Private Life is a story about married couple Rachel (Kathryn Hahn) a novelist, and Richard (Paul Giamatti) a theatre director both in their mid-40s living in New York City trying to conceive their first baby via a series of failed IVF cycles. This film directed by Tamara Jenkins, also starring Molly Shannon, John Carroll Lynch and others is an entertaining well-acted depiction of the struggles faced by couples who put off having children due to career aspiration only to be met with the heartbreaks encountered by having waited too long. The pain of hormone injections coupled with the disappointing non-outcomes along with the deflated hopes associated with donor eggs and adoption make the agony of this story tangible. Yet the atmosphere of the film never drifts too far into awkward territory. This is a very intelligent sophisticated film that deals with uncomfortable truths and lies told about life, conception, timeframes, and the nature of science. The take-away message of this film is that although our social constructs might change and evolve – biology seems to stay the same. Barren vs. Fertile – unfortunately women’s ability to bear children has an expiration date. A difficult reality most women dread, especially those still wanting kids. Though men should be aware that age takes a toll on male virility too, so don’t wait too long if offspring is the plan.
P.S. Given these five films all deal with parenting and family relations in one way or another I could relate to all of them directly or indirectly. Being a parenting researcher I have dealt with many at-risk families and definitely have the biggest heart for parents/children in-need, as demonstrated through the good works of the OHF. I have also experienced growing up in challenging circumstances and having to start over as a lone parent in life, which is never easy even if change is the desired goal. Thankfully, I didn’t encounter problems having my two kids but I love children and did plan to have a third baby, so I do know the disappointment of not having realized that goal. At any rate all the above-mentioned films are worth watching and certainly contain a myriad of life-lessons to reflect on. Thanks also to Rick Delamont for recommending System Crasher – what a movie! Enjoy.

********************

> **TASK REQUIREMENTS**:
- 1) Repeat the passage of the film review from "P.S. Given these" up to and including "a movie! Enjoy.".
- 2) List every actor the film review names as appearing in Private Life.

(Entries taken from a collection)
********************

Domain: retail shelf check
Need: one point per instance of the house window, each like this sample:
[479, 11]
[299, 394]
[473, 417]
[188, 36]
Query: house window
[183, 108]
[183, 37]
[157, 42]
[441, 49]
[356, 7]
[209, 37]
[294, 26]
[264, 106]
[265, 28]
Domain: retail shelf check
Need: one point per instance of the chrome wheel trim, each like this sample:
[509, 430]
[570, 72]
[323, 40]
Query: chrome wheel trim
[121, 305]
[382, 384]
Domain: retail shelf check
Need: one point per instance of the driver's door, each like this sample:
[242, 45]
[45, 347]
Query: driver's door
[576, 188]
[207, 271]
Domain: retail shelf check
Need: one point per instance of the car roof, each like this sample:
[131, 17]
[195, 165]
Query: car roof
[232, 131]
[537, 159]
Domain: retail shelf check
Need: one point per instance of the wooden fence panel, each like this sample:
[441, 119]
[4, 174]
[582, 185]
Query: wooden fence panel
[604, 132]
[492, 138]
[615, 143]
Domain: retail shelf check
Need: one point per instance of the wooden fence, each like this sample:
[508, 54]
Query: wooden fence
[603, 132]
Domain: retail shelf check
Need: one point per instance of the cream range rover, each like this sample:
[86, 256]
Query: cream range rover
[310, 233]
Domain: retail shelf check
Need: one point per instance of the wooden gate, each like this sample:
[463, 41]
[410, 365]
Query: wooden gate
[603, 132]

********************

> **OUTPUTS IN ORDER**:
- 1)
P.S. Given these five films all deal with parenting and family relations in one way or another I could relate to all of them directly or indirectly. Being a parenting researcher I have dealt with many at-risk families and definitely have the biggest heart for parents/children in-need, as demonstrated through the good works of the OHF. I have also experienced growing up in challenging circumstances and having to start over as a lone parent in life, which is never easy even if change is the desired goal. Thankfully, I didn’t encounter problems having my two kids but I love children and did plan to have a third baby, so I do know the disappointment of not having realized that goal. At any rate all the above-mentioned films are worth watching and certainly contain a myriad of life-lessons to reflect on. Thanks also to Rick Delamont for recommending System Crasher – what a movie! Enjoy.

- 2) Kathryn Hahn, Paul Giamatti, Molly Shannon, John Carroll Lynch